Set out the listing below as a Markdown table with the columns Row and Line, giving each line its number and skipping any blank lines.

-------- DATA SECTION --------

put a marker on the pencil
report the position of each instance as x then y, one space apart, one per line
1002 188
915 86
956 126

--------

RESPONSE TO THIS EXERCISE:
| Row | Line |
|---|---|
| 1 | put a marker on the pencil |
| 2 | report the position of each instance as x then y, one space apart, one per line |
| 3 | 1002 188 |
| 4 | 915 86 |
| 5 | 956 126 |